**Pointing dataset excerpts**
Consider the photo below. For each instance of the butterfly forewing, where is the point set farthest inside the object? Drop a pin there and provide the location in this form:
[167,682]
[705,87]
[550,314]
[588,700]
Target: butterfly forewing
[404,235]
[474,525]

==

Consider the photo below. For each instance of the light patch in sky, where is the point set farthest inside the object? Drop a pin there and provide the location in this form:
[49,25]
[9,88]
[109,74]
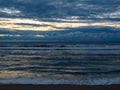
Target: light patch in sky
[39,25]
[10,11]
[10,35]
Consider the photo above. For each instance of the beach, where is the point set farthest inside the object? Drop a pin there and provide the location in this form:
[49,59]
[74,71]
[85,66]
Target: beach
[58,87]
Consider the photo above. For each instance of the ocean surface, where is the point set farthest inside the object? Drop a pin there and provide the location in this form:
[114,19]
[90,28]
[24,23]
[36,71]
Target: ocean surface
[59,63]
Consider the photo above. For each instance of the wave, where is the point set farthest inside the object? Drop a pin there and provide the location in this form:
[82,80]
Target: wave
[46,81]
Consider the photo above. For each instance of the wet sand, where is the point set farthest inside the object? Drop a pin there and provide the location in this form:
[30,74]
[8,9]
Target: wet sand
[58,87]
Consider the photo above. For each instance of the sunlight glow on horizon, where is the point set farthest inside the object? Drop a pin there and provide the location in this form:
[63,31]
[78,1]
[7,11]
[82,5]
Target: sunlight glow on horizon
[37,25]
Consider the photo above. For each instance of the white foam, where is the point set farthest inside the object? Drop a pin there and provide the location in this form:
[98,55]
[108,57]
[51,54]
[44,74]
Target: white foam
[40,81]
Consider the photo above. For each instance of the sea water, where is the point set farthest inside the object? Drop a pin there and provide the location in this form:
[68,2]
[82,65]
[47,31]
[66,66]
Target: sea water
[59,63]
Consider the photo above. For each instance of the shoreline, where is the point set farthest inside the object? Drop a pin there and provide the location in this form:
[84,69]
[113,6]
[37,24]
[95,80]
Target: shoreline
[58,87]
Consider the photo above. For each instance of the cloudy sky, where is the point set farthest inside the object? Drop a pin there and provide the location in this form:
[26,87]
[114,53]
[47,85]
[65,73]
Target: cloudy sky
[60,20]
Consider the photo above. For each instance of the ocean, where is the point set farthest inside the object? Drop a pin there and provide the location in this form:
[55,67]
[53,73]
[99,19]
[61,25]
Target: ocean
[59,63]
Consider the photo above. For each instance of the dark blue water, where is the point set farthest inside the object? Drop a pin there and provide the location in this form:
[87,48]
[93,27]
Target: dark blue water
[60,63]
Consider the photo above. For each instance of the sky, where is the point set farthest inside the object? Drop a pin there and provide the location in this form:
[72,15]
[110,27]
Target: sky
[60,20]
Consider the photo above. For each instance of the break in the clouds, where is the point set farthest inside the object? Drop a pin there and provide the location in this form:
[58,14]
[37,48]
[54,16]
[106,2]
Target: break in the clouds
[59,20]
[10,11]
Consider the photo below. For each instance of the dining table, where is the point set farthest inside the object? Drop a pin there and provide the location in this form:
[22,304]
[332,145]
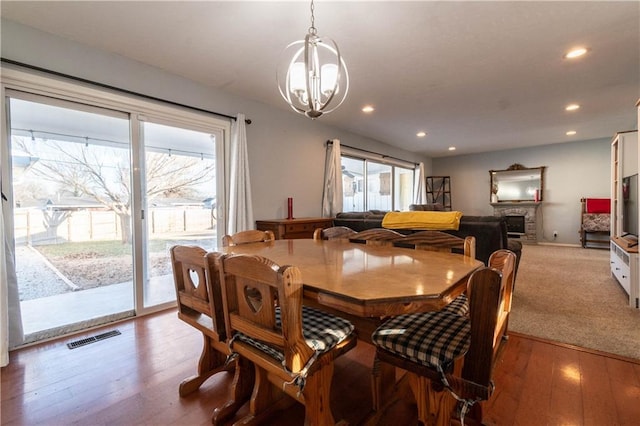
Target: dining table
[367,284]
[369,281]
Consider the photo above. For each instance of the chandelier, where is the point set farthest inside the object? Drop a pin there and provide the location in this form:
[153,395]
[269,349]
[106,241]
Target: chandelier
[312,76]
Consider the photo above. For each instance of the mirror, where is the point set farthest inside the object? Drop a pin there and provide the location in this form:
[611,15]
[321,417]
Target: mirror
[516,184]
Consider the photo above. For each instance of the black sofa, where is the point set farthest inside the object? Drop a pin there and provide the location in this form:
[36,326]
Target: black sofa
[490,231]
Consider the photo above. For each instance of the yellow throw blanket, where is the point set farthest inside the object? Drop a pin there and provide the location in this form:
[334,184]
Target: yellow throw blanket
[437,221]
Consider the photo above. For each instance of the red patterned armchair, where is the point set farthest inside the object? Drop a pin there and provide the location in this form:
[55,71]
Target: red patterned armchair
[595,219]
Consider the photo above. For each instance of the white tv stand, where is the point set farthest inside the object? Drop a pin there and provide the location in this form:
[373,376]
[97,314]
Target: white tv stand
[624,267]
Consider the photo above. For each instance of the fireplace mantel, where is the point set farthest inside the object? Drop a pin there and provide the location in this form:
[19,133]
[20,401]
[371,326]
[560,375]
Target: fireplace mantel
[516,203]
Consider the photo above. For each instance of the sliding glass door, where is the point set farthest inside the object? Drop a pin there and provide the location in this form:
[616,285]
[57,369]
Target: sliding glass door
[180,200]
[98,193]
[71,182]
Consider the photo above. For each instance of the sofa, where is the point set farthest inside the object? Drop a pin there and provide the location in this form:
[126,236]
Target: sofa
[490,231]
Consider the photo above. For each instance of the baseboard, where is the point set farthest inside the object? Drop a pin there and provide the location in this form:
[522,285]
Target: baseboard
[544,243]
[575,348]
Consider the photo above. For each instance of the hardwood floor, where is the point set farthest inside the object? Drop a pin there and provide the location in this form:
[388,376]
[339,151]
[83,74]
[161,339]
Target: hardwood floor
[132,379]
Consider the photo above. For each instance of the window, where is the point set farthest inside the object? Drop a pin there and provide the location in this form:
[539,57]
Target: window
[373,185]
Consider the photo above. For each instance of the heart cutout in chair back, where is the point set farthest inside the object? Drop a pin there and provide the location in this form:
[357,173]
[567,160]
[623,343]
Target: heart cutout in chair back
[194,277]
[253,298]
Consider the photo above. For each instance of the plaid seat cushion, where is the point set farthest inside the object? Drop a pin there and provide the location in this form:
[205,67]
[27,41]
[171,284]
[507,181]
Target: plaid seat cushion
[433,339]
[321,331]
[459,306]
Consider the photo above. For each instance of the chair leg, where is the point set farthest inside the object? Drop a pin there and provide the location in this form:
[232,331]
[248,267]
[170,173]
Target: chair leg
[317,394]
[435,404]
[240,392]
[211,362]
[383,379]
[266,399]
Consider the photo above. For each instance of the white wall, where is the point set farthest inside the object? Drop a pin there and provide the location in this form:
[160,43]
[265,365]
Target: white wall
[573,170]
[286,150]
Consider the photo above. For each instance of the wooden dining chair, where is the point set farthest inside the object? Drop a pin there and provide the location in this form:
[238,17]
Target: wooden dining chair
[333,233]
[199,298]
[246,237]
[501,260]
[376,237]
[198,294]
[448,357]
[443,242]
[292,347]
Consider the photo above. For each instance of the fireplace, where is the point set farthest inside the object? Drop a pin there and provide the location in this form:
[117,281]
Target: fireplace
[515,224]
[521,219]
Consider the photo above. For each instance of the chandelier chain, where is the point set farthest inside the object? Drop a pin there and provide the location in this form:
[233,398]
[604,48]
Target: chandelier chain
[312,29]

**What to do**
Tally the lines in the rows that contain the word "mantel" and give only that number.

**Solution**
2